## Stated exercise
Can you reproduce every one of the following entries line by line, character for character?
________________________
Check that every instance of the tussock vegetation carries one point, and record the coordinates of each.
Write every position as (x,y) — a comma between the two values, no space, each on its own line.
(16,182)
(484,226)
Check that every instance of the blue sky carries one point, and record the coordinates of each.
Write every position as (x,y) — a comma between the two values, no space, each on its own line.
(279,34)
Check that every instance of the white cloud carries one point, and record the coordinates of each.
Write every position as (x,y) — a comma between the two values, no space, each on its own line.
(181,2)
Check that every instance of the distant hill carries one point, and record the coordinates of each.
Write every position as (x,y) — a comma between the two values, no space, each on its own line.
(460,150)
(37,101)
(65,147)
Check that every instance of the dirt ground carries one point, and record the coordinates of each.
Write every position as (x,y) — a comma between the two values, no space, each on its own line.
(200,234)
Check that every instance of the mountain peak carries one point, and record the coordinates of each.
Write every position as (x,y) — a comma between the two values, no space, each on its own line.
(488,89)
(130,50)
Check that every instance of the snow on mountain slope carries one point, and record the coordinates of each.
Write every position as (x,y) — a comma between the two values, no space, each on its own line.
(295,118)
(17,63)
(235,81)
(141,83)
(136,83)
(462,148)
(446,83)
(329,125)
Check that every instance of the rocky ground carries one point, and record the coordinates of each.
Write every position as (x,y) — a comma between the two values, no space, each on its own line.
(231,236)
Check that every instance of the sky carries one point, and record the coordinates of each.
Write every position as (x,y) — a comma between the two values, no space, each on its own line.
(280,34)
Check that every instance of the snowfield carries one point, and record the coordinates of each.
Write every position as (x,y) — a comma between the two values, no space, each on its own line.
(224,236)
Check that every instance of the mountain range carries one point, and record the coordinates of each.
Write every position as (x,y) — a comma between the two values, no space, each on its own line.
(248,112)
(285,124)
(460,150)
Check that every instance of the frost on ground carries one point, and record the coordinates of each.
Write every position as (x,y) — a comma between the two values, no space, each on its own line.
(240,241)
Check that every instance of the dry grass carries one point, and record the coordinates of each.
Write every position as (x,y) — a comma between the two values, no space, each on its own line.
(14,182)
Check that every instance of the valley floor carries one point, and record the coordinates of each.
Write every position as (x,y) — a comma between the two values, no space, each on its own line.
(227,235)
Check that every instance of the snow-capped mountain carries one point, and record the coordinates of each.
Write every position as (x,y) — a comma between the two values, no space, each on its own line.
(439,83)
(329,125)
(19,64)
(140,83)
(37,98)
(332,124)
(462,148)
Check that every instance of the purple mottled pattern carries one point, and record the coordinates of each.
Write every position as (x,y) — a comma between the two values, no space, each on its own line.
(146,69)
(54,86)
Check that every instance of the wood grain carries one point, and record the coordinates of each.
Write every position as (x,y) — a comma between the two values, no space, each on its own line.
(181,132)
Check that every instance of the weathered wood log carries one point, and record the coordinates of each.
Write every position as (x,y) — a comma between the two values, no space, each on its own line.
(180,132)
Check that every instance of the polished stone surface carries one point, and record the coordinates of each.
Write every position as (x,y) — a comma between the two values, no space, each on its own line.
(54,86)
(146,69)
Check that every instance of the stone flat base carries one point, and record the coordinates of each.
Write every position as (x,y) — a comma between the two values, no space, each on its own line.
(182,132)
________________________
## Task solution
Check that every instance of the tussock vegetation carries one point, and record the coordinates of each.
Write every position as (x,y) — a comma between the two values, no space, each on its own line.
(16,182)
(484,226)
Check that every instance of the blue sky carries one point, and record the coordinates of each.
Write every position as (x,y) — a comma between the two values, no space, each on its own line.
(279,34)
Check that every instance of the white cloud carries one point, and record the coordinates of each.
Write every position as (x,y) — a comma between the two values, no space, each on its own line.
(181,2)
Check that every instance of the distant hill carries one point, and record the coordinates of each.
Write every position as (x,y) — a comma between the two values, no space, each on its own line.
(460,150)
(37,101)
(65,147)
Check that every instance of the dirt ground carries one point, and record the coordinates of each.
Write every position as (x,y) — a comma between the two values, no space, each on its own line.
(200,234)
Check that every instance of the mountain peak carries one point, and record the coordinates of each.
Write every position as (x,y) — a comma between the two values, no space, each on its own line.
(488,89)
(130,50)
Check that every instance of the snow on mountain slope carries one point, and record the coordinates of each.
Write every position as (x,y) — a comma between the two values, no space, each on its own line.
(295,118)
(17,63)
(235,81)
(141,83)
(136,83)
(462,148)
(446,83)
(329,125)
Check that every instance of the rocky ground carries one point, and record the coordinates of each.
Write every position as (x,y) — a comma between the two values, no space, each on its own line.
(231,236)
Check that every instance of the sky carries one point, and record the coordinates of each.
Write every position as (x,y) — a comma between the two values, no space, each on its own line.
(280,34)
Check that every instance of the snowfield carries one point, and record the coordinates of each.
Write every position as (x,y) — a comma between the two values, no space, each on its own line.
(224,236)
Check that every instance of the mountain range carries one point, and record the coordinates of each.
Write every position as (x,y) — a comma between the two values, no space, each on its own line.
(248,112)
(285,124)
(460,150)
Check that every instance of the frost on ground carries one point, and record the coordinates of each.
Write every position as (x,y) — a comma between the two values, no space, each on its own line.
(240,241)
Check that every instance of the dry grass carries one point, and record the coordinates of each.
Write every position as (x,y) — a comma between the two values, no space, each on its own line.
(14,182)
Check that every instance of the valley floor carries one point, and record the coordinates of each.
Write every position as (x,y) — a comma between the two values, no space, each on its own line.
(227,235)
Check that every instance of the snow-capped mountain carries one point, and record the coordinates of each.
Write every position as (x,y) — a comma between the two values, no space, each on its own line.
(439,83)
(329,125)
(19,64)
(140,83)
(37,98)
(332,124)
(462,148)
Check that every instance of the purple mottled pattern carries one point, and record the coordinates of each.
Write every position as (x,y) — a comma between the two values, no space, each on its own line.
(146,69)
(54,86)
Check that every instance of the wood grain carries one point, and record the coordinates of each.
Write every position as (x,y) — a comma between the two values, no space, each on its own line.
(181,132)
Check that every instance of the weathered wood log carries one point, and record the coordinates of each.
Write every position as (x,y) — a comma between the two values, no space, each on its own line.
(180,132)
Check that every instance of the polished stone surface carries one point, and record the coordinates of each.
Write every position as (x,y) — a comma between the two values, no space, each on its own line.
(54,86)
(146,69)
Check that every instance of the stone flat base carries one point, and record the coordinates of each.
Write every position as (x,y) — a comma between the two values, no space, each on its own line.
(182,132)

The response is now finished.